'''

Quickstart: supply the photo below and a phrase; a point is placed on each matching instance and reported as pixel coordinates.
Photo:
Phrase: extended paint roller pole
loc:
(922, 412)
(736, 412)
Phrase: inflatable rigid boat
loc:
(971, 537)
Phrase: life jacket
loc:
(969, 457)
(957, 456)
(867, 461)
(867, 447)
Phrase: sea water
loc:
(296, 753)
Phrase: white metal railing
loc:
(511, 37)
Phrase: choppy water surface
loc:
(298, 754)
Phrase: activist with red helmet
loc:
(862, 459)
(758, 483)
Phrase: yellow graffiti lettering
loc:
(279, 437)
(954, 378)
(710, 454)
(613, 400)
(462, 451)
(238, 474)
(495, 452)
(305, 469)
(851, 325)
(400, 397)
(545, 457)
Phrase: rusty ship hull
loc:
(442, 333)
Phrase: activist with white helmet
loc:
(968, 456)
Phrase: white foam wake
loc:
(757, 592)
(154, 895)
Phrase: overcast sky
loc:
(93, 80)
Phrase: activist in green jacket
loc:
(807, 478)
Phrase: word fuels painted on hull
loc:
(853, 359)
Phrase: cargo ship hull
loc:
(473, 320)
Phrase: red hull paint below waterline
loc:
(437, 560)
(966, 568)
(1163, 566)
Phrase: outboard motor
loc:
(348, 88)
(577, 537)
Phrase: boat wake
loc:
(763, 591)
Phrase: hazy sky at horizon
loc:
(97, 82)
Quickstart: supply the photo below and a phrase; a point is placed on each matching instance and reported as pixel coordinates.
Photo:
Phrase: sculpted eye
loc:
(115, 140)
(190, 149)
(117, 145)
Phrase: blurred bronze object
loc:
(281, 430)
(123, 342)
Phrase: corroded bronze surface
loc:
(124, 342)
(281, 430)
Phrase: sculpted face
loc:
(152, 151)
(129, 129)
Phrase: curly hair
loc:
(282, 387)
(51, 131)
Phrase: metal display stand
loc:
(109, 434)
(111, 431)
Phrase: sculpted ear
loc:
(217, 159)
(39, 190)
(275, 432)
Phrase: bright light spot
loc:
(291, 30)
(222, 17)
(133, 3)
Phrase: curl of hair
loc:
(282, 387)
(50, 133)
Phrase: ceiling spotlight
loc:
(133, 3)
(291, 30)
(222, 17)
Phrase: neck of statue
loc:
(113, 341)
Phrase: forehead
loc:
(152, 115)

'''

Task requirements »
Rewrite every item above, changing each "activist" to "protester" and leaving everything else as it is.

Expected answer »
Quickstart: supply the photo below and a phrase; a point is placed on each matching instance and reported as pixel coordinates.
Photo:
Phrase: extended paint roller pole
loc:
(922, 412)
(736, 412)
Phrase: inflatable rigid boat
loc:
(971, 537)
Phrase: life jacket
loc:
(969, 457)
(957, 456)
(867, 461)
(867, 447)
Phrase: sea water
loc:
(296, 753)
Phrase: white metal railing
loc:
(511, 37)
Phrase: choppy water surface
loc:
(298, 754)
Phrase: protester with red helmet
loc:
(862, 459)
(758, 483)
Phrase: yellow graffiti lettering
loc:
(279, 437)
(954, 378)
(710, 454)
(613, 400)
(462, 451)
(238, 474)
(495, 452)
(305, 469)
(851, 325)
(400, 397)
(545, 457)
Phrase: rusty ship hull
loc:
(442, 333)
Phrase: protester with white helmet
loc:
(968, 456)
Phrase: white foam wake
loc:
(757, 592)
(154, 895)
Phrase: overcast sky
loc:
(93, 80)
Phrase: protester in green jacket
loc:
(807, 478)
Phrase: word fuels painted on hull
loc:
(853, 359)
Phrase: cargo ship hull
loc:
(473, 320)
Phrase: red hull paint below waterline
loc:
(437, 560)
(966, 568)
(1163, 566)
Phrase: outboard motor
loc:
(348, 88)
(577, 537)
Phrase: boat wake
loc:
(763, 591)
Phrase: hazy sky at horizon
loc:
(97, 82)
Quickstart: supply the photo below and a phrase; a point is placed on each matching instance and reported as pixel coordinates.
Photo:
Phrase: sculpted eye
loc:
(115, 140)
(190, 149)
(117, 145)
Phrase: blurred bronze object
loc:
(281, 430)
(123, 342)
Phrase: corroded bronze surface
loc:
(124, 342)
(281, 430)
Phrase: sculpted face
loc:
(152, 151)
(129, 129)
Phrase: curly hair
loc:
(282, 387)
(51, 131)
Phrase: metal display stand
loc:
(109, 434)
(111, 431)
Phrase: sculpted ear
loc:
(217, 159)
(39, 190)
(275, 432)
Phrase: bright light spot
loc:
(291, 30)
(222, 17)
(133, 3)
Phrase: curl of hair
loc:
(282, 387)
(50, 133)
Phrase: ceiling spotlight
loc:
(133, 3)
(291, 30)
(222, 17)
Phrase: neck of statue
loc:
(113, 341)
Phrase: forehead
loc:
(152, 115)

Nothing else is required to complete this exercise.